===== Given passage =====

Work at SourceForge, help us to make it a better place! We have an immediate need for a Support Technician in our San Francisco or Denver office.

Close

Unit tests in 1.0 (CVS) build fail

Kevin Day
2005-08-21
2013-06-03
  • Kevin Day
    Kevin Day
    2005-08-21

    FYI - when running jdbm.recman.TestStress, I'm getting the following junit test failures.  Can someone please confirm?  This is a serious problem if I'm right...

    testBasics(jdbm.recman.TestStress)
    junit.framework.AssertionFailedError: aborting test at slot 91: junit.framework.AssertionFailedError: fetch round=10447, slot=91, slot(132000,sz=256,b=-71)
        at junit.framework.Assert.fail(Assert.java:51)
        at jdbm.recman.TestStress.testBasics(TestStress.java:445)
        at sun.reflect.NativeMethodAccessorImpl.invoke0(Native Method)
        at sun.reflect.NativeMethodAccessorImpl.invoke(Unknown Source)
        at sun.reflect.DelegatingMethodAccessorImpl.invoke(Unknown Source)
        at java.lang.reflect.Method.invoke(Unknown Source)
        at junit.framework.TestCase.runTest(TestCase.java:166)
        at junit.framework.TestCase.runBare(TestCase.java:140)
        at junit.framework.TestResult$1.protect(TestResult.java:106)
        at junit.framework.TestResult.runProtected(TestResult.java:124)
        at junit.framework.TestResult.run(TestResult.java:109)
        at junit.framework.TestCase.run(TestCase.java:131)
        at junit.framework.TestSuite.runTest(TestSuite.java:173)

===== Recorded information =====

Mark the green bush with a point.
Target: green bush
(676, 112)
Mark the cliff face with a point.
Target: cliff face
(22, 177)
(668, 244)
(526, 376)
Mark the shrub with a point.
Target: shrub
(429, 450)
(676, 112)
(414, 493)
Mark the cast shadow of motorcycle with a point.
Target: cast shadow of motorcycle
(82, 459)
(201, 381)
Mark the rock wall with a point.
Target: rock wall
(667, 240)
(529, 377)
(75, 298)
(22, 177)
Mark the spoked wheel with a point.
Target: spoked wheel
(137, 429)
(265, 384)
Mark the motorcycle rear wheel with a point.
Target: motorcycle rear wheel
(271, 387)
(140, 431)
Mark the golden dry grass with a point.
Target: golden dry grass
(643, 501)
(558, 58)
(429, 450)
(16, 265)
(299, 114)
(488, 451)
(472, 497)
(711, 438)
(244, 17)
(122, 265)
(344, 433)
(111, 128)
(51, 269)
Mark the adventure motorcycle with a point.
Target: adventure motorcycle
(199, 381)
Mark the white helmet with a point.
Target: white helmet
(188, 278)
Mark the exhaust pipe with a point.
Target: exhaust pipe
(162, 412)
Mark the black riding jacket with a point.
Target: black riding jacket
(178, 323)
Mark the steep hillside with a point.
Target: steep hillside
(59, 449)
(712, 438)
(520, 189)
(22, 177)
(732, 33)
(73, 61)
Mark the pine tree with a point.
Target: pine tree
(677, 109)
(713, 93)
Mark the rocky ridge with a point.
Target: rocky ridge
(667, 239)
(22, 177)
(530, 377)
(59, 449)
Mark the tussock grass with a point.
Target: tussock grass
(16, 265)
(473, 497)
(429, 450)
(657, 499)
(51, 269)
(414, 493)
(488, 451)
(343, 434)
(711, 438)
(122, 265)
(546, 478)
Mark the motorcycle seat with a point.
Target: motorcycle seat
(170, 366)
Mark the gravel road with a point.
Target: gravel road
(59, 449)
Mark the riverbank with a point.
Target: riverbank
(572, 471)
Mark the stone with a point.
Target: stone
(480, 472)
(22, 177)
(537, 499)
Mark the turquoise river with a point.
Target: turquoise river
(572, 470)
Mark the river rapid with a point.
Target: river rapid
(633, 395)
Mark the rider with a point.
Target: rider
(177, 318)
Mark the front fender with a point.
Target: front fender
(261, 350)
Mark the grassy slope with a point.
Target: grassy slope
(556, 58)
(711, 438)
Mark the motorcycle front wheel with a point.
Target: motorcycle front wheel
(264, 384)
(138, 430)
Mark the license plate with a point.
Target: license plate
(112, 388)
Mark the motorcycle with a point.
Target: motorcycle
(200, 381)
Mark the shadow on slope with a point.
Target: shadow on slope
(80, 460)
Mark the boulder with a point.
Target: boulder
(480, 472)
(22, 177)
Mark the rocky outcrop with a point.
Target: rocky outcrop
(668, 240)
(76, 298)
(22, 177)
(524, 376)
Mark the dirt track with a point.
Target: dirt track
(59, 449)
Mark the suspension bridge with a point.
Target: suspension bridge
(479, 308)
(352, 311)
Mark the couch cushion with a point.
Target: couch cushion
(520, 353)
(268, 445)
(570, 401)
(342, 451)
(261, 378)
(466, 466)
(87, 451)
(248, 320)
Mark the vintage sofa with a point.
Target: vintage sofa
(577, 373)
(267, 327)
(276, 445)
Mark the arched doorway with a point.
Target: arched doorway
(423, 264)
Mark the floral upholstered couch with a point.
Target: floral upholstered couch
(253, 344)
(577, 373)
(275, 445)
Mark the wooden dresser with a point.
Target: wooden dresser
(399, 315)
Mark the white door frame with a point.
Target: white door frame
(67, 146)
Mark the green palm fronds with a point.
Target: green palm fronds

=====

■ Requirement ■
Revise the forum thread, giving everything from "at jdbm.recman" down to "at sun.reflect.NativeMethodAccessorImpl.invoke(Unknown Source)" again with "TestStress" swapped for "TestLoad". Draw only on the forum thread for everything here.

■ Response ■
at jdbm.recman.TestLoad.testBasics(TestLoad.java:445)
        at sun.reflect.NativeMethodAccessorImpl.invoke0(Native Method)
        at sun.reflect.NativeMethodAccessorImpl.invoke(Unknown Source)